— START —
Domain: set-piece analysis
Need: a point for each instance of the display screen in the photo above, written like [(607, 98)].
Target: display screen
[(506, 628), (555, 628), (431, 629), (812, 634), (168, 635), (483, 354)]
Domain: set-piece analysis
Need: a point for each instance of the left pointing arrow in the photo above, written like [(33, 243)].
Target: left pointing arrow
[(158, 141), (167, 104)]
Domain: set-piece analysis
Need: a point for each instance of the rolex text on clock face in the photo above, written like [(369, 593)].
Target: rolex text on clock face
— END —
— START —
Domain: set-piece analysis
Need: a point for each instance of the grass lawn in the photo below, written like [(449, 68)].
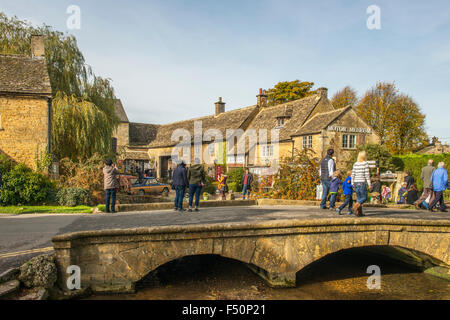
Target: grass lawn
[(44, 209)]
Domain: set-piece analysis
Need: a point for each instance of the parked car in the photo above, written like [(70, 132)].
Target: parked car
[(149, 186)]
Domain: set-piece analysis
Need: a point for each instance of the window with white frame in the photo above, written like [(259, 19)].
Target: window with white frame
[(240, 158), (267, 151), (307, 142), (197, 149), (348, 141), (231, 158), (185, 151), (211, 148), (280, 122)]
— END —
— START —
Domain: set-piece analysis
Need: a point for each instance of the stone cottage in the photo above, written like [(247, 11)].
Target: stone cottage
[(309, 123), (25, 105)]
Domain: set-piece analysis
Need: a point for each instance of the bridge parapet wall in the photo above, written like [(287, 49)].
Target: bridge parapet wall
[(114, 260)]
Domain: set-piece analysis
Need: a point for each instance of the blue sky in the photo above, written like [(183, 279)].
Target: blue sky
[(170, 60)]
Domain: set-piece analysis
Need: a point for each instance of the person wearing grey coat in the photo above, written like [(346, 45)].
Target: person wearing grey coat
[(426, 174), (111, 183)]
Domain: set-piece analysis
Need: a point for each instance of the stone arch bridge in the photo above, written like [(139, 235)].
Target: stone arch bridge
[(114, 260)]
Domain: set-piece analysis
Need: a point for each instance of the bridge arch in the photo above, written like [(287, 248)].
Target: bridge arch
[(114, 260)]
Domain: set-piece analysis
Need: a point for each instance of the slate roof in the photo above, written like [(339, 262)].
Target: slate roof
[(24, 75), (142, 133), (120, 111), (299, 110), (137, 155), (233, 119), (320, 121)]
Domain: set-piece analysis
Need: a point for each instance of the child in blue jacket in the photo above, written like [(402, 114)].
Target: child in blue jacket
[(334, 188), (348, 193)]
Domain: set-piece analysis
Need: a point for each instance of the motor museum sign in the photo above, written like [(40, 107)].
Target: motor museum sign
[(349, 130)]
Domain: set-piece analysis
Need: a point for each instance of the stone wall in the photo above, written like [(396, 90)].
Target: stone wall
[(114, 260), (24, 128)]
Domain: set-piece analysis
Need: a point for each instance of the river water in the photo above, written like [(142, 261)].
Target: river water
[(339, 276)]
— END —
## What is expected
Collect every line in the records above that contains the word "display" and copy each one out. Case counts.

## The result
Need: a point for each instance of the display screen in the photo above, written like [(607, 98)].
Target: display screen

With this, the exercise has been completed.